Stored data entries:
:::
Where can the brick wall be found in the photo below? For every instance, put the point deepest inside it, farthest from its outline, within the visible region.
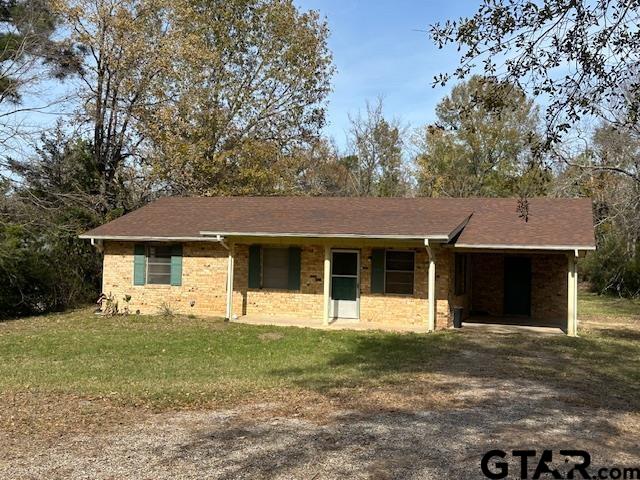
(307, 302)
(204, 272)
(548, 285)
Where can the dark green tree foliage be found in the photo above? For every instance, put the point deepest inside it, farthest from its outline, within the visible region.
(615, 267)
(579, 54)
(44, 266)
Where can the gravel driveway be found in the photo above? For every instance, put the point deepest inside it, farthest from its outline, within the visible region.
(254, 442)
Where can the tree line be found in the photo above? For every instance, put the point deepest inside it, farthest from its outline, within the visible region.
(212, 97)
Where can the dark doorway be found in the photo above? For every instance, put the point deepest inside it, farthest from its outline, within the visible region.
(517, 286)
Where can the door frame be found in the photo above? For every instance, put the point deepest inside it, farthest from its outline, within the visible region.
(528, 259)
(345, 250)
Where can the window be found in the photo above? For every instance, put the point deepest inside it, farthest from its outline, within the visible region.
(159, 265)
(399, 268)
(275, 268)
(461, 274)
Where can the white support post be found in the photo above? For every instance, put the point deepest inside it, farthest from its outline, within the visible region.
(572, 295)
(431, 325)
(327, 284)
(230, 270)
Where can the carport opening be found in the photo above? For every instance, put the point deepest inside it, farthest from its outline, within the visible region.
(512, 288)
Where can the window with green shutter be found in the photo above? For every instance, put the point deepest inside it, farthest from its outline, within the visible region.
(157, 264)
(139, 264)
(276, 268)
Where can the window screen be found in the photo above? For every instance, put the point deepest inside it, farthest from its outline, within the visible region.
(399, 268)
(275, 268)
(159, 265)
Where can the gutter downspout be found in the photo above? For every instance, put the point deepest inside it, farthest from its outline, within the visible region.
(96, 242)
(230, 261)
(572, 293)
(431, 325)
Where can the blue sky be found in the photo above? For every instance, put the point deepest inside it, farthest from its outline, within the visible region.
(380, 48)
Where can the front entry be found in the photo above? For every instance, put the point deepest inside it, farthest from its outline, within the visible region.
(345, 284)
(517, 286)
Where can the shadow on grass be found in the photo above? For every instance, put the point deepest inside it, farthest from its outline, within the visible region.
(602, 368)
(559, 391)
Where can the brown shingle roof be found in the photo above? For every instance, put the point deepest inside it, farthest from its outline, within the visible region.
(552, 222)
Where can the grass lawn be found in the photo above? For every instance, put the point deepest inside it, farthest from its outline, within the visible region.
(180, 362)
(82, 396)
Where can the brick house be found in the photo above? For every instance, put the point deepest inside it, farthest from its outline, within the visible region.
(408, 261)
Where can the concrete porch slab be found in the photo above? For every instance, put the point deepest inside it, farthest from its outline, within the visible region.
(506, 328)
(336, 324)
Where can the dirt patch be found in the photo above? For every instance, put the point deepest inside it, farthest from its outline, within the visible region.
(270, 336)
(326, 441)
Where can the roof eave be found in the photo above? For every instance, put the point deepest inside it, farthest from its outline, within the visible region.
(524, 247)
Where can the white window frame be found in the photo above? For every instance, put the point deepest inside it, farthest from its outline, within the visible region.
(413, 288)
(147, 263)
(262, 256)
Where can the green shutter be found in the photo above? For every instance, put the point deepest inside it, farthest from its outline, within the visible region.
:::
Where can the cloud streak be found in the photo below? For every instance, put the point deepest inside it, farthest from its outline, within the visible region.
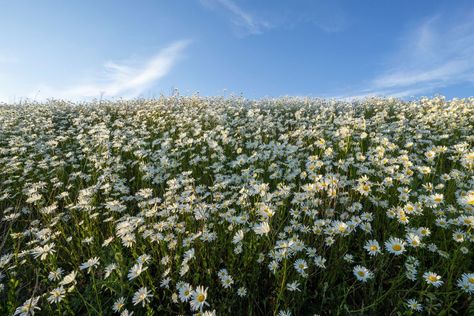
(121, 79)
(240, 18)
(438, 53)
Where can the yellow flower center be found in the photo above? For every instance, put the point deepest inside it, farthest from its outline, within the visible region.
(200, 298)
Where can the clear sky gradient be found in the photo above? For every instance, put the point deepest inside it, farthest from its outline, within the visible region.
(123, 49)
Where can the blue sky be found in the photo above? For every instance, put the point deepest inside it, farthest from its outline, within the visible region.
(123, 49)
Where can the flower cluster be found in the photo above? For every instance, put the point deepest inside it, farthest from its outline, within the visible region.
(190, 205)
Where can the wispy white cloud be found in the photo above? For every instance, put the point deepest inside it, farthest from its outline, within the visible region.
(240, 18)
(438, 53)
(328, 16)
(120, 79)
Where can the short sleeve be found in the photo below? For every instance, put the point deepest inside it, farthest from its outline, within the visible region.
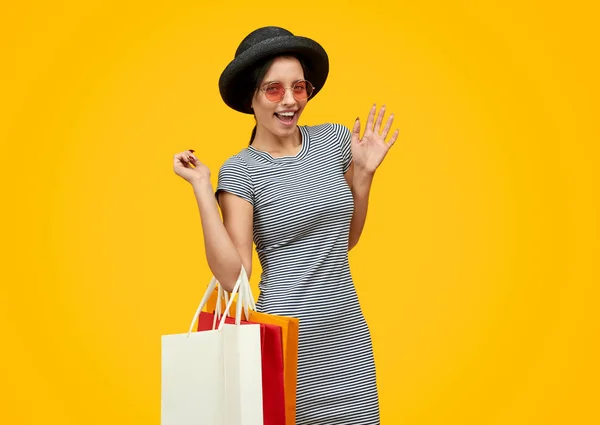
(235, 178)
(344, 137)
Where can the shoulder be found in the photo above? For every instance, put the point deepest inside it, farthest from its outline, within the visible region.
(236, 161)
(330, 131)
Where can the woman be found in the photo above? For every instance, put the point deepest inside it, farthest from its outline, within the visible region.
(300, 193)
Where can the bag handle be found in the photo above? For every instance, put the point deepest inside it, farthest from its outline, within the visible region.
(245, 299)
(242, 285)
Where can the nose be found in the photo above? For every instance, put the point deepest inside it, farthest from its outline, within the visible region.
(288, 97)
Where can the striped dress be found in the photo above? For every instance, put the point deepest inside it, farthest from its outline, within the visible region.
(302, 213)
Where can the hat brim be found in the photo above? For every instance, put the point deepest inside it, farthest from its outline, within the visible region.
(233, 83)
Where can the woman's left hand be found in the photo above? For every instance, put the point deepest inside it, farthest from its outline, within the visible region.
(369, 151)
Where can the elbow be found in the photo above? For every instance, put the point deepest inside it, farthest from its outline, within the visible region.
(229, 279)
:::
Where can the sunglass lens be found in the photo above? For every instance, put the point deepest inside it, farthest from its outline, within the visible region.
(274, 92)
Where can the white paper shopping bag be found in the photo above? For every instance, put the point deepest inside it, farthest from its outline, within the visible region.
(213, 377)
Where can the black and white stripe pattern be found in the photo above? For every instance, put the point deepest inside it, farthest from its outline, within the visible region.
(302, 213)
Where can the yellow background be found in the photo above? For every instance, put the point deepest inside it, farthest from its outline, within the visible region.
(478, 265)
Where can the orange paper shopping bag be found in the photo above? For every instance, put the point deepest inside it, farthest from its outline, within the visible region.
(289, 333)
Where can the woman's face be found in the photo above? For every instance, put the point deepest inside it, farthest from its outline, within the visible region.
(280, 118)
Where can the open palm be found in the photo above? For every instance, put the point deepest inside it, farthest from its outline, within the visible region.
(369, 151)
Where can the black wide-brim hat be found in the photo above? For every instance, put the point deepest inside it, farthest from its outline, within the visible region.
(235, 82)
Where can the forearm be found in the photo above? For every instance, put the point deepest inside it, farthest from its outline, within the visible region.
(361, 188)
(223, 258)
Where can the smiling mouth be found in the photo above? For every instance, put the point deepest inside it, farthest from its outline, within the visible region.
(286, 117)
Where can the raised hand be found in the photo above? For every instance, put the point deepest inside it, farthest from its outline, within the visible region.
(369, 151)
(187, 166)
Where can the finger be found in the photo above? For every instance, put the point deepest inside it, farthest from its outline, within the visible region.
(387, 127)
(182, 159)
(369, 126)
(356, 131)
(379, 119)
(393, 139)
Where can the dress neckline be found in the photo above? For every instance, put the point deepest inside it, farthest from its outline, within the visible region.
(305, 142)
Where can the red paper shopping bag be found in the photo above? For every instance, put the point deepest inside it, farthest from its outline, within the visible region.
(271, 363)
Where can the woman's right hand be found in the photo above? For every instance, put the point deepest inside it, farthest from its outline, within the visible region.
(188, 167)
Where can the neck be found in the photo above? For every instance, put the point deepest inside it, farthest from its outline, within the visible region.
:::
**Task objective:** Copy the lines of the data above exactly as written, beginning with the line containing "Where can the smiling" and ending with the line containing "Where can the neck", and leave out all other lines.

**Answer to the exercise:**
Where can the smiling mouth be found in the photo above? For every instance, put the point deepest inside it, farthest from its outline, within the visible region.
(286, 117)
Where can the raised hand be found in the photo above? For every instance, put the point deepest inside it, farthest from its outline, within the visible region.
(369, 151)
(187, 166)
Where can the finger be found in the photo above? For every instance, put the point deepest inside it, farthest from its outline, within the visible region.
(387, 127)
(182, 159)
(369, 126)
(356, 131)
(379, 119)
(393, 139)
Where can the dress neckline be found in the photo above? For every instance, put the point deepest inside it, farthest from its outline, within the visible region.
(305, 142)
Where can the red paper shopping bag be found in the photo above? For every instance, put the point deepest inside it, farthest from its outline, within the visible region.
(271, 363)
Where can the woman's right hand be found in the photo above? For every instance, put the point deepest inside it, farthest from its outline, within the visible region.
(188, 167)
Where can the neck be found in the photo above? For every instance, put the point deepest inside it, farthest from its outline, within the visible region.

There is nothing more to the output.